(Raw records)
##########
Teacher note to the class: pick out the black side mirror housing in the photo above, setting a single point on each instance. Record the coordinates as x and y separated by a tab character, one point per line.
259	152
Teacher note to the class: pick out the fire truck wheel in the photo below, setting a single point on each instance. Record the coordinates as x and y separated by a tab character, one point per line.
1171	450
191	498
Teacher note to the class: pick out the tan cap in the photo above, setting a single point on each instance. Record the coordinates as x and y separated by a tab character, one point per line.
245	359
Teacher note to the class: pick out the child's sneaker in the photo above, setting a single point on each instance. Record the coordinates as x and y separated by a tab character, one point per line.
##########
§ WORK TO BE COMPLETED
Return every line of the material exactly.

§ WRITTEN REPLY
Teacher note to the class: pick out the black side mirror housing in the photo above, setting a single point on each instance. Record the coordinates as x and y separated by a tab character, one point per line.
259	152
Teacher note to the class: pick out the fire truck wheel in the photo below, setting a single point on each instance. Record the coordinates as x and y separated by a tab character, one point per line.
1171	450
191	498
Teacher note to the class: pick out the tan cap in the photo above, setting a single point on each instance. Record the coordinates as x and y separated by a tab character, one point per line.
245	359
Teacher note to the class: pick out the child's sneaker in the photo above, setting a single point on each instance. Record the coordinates as x and y separated by a tab character, one point per line.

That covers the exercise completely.